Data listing
========

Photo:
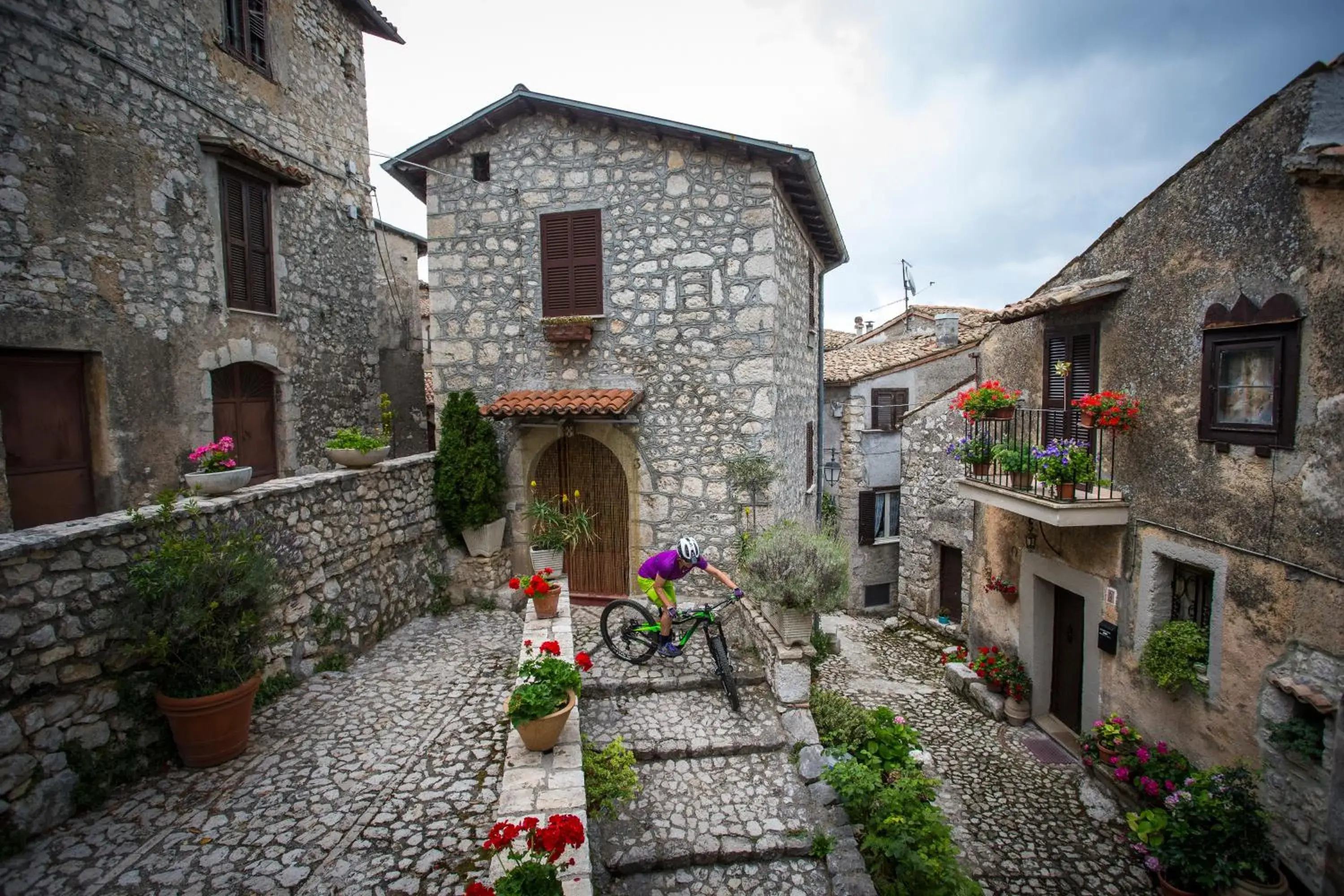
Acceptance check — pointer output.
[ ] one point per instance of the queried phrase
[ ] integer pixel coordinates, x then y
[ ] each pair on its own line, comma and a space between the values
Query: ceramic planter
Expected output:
543, 734
358, 460
484, 540
221, 482
210, 730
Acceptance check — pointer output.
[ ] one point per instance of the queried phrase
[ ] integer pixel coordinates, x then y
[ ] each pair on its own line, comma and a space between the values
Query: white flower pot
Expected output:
543, 558
358, 460
221, 482
484, 540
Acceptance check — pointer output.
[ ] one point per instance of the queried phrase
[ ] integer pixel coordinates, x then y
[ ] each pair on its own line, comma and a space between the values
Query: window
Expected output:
572, 264
879, 516
245, 33
889, 406
480, 166
248, 245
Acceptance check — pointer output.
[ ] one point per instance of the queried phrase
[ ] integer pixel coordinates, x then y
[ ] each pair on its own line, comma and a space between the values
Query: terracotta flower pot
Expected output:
543, 734
210, 730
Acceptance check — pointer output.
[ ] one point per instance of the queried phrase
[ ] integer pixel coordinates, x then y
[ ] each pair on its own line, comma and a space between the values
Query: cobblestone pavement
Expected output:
378, 781
1019, 823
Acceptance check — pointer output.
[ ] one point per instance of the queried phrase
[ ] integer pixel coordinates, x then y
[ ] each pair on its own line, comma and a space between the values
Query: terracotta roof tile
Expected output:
562, 404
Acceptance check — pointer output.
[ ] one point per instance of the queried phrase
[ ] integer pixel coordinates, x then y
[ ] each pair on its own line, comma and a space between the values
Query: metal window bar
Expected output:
1025, 429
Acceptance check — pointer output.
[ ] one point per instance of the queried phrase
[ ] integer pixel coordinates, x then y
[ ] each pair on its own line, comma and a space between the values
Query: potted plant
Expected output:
1064, 465
975, 450
547, 691
1108, 410
468, 477
531, 870
990, 401
800, 574
1171, 653
217, 470
197, 603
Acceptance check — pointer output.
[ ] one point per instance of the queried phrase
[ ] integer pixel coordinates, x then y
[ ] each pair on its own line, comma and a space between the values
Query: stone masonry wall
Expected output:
361, 546
702, 304
111, 236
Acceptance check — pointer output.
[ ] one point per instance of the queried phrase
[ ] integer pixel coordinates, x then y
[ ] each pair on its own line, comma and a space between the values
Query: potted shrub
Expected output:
976, 452
217, 470
990, 401
197, 603
547, 691
468, 477
799, 574
1171, 655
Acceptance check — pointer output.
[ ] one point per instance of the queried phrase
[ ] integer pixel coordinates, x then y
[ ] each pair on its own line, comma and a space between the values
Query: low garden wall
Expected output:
359, 552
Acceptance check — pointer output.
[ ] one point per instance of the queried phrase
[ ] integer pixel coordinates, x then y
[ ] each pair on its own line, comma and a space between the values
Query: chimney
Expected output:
945, 331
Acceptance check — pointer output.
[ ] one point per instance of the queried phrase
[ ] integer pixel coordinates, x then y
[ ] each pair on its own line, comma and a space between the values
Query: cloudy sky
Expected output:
987, 142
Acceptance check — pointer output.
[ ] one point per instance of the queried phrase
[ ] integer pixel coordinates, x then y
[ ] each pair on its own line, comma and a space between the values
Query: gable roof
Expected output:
796, 170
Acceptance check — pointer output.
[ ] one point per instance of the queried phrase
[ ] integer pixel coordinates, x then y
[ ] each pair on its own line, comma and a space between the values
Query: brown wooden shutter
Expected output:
867, 516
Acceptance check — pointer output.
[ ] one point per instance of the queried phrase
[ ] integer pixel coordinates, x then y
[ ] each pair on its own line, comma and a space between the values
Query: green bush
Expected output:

========

→ **Problem statement**: Each line of the data is to be duplicated exactly; pictures stay out of the copy.

→ **Finished exercise**:
Photo:
Acceptance check — pointer output.
[ ] one point per instance of the queried phrase
[ ] integer pixel coordinates, x then y
[ ] each pair on its own line, comma and a space between the values
Query: ceramic planter
Expected output:
543, 734
358, 460
484, 540
221, 482
210, 730
Acceptance check — pointer output.
[ ] one point per instance of the queried phrase
[ ] integer pixel coordinates, x then y
[ ] each pair on its own line, comma and a space between the values
Query: white flower pot
Expected output:
543, 558
358, 460
221, 482
484, 540
Acceptance check — pointer output.
[ ] one point per instance of the queried phrase
[ ] integer pixel coordinates, x then y
[ ] each pair on its own line, comma and a space between the values
Query: window
Expected output:
572, 264
879, 516
245, 33
889, 406
480, 166
248, 245
Acceptance check — pointer output.
[ ] one point per instance of the queried phrase
[ ] integer pixel coordinates, x then y
[ ] each pair on its own line, comma and a space between the values
Query: terracotta flower pot
Expected output:
543, 734
210, 730
Acceptance check — pointer output.
[ ] one point per instance of the queried phrase
[ ] integer pixel coordinates, x then y
[ ] each pair on its own line, comma and a space between the values
Query: cobblestone pavement
Expected output:
378, 781
1019, 823
Acceptance check — pointer output.
[ ] one point per instance of the queried phrase
[ ] integer pixel coordinates, x then y
[ ] each pair on its own line, comma and a space between the values
Query: terracotta roof tile
Expected output:
562, 404
Acceptance check — pointer output.
[ ] one point per instance of the queried phrase
[ ] integer pixel coordinates, x then y
[ ] each pair on its own line, comma and a space between the values
Query: metal window bar
Expected output:
1025, 429
Acceptance check — pointer output.
[ ] one point per instance of the queried phrase
[ ] integer pixel coordinates, x then y
[ ] each pair on its own line, comma and a space between the values
Query: potted plant
Expected output:
1064, 465
975, 450
547, 691
1108, 410
468, 477
531, 870
990, 401
800, 574
1171, 653
217, 470
197, 603
Acceptance check — pointer output.
[ ] one point per instance of the queried phrase
[ ] integer pixel coordinates, x then y
[ ] each pair on its own line, comma and a space between the values
Query: stone masonry wall
Expected output:
361, 546
702, 304
111, 236
Acceptance check — pointer output.
[ ] one point per instance of the queried phrase
[ ] integer pixel coordinates, x then y
[ ] each pair on its own line, comma and a space between the values
Query: potted shrub
Expected output:
976, 452
217, 470
990, 401
197, 603
547, 691
468, 477
799, 574
1171, 655
Acceptance check — pointer output.
[ ] one point per instance of the queried phrase
[ ] integer pixel coordinates, x then y
[ ] each pair on its own line, comma and a space between the values
Query: low garden wall
Expected output:
359, 552
Acceptance check — pointer output.
[ ] one point per instance of the queried phrase
[ ] integer pixel coordinates, x then y
[ ] each pair on its own line, comma and a space between the values
Query: chimney
Expected output:
945, 331
Acceptance check — pointer output.
[ ] one point per instance of the queried phrase
[ ] integer pixel coordinates, x then y
[ ] each pair on its own line, comma and a space between the values
Query: cloudy sky
Expected output:
987, 142
Acceptance check — pointer output.
[ ] one point per instance of the queried phrase
[ ] integer pixel coordinates, x then y
[ ] each pair on its own line, comma and a space between the values
Query: gable roof
Expected output:
796, 170
Acceptance check — pointer output.
[ ] one point per instance of the queried phrase
[ ] integer pixel coordinates, x then y
[ ] each pair on its own line, comma and a space between the values
Query: brown wooden shutter
Expected output:
867, 516
Acceptance check — pointer output.
[ ] one point per instance of the queried phrase
[ ] integer pixel coordinates, x then y
[ ] each pair on its own line, comma and a space between the values
Query: green bush
Expected output:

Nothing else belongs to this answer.